Can you quote all of the material below verbatim, leaving out any pictures?

• • • • •

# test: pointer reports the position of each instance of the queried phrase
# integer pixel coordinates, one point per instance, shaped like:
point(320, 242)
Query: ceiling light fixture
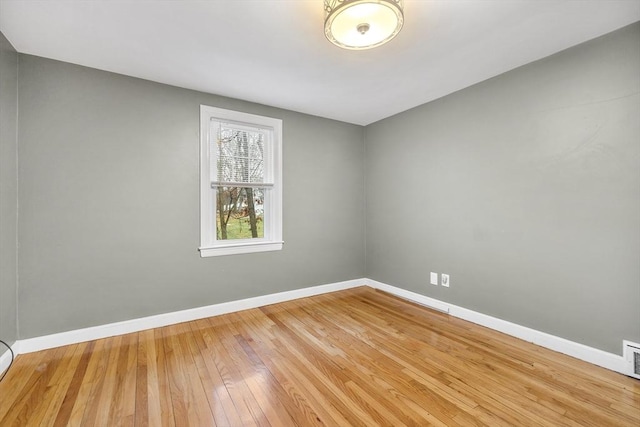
point(362, 24)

• • • • •

■ Solution to this exercise
# test: pointer reports the position of each instance of the queried phrase
# integer pixel coordinates, one point per instance, shaped like:
point(320, 242)
Query: ceiling light fixture
point(362, 24)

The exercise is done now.